* start Supplied information *

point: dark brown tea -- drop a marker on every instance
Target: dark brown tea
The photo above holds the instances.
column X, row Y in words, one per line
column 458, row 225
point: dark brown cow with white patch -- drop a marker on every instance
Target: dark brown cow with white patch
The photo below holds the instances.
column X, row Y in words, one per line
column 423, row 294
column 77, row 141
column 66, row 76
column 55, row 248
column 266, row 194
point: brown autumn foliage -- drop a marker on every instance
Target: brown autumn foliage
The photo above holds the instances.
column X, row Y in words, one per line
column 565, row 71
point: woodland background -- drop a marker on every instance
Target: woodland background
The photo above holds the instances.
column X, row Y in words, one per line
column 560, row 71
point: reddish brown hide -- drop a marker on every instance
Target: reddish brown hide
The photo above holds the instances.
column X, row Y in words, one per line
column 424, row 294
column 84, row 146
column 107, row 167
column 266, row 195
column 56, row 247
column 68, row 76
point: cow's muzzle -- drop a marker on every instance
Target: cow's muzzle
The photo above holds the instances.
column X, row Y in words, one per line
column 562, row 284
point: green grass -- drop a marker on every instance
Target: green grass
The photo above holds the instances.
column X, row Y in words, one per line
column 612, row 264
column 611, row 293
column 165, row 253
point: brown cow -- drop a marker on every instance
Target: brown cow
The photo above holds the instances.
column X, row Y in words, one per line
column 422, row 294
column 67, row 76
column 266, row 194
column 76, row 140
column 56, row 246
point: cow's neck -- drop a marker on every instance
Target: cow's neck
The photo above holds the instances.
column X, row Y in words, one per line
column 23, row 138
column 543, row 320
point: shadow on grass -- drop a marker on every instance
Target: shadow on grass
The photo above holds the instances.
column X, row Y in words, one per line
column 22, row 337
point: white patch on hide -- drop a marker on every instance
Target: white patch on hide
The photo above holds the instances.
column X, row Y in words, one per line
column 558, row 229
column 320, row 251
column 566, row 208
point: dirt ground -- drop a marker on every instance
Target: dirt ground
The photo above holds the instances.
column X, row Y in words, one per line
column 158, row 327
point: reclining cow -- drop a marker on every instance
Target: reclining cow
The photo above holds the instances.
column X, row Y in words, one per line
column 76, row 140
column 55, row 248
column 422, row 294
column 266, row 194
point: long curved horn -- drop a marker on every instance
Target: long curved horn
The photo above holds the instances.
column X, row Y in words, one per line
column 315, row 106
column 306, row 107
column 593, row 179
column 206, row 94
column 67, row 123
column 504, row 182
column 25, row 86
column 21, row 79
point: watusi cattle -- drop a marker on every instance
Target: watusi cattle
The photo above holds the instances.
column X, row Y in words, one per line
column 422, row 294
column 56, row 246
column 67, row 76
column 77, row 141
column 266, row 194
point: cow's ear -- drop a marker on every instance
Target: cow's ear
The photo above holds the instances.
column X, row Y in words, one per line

* end Supplied information *

Copy word for word every line of the listing, from its very first line through the line that contains "column 458, row 225", both ends included.

◆ **Finished exercise**
point: dark brown tea -- drop a marker on every instance
Target: dark brown tea
The photo above holds the instances.
column X, row Y in words, one per line
column 458, row 225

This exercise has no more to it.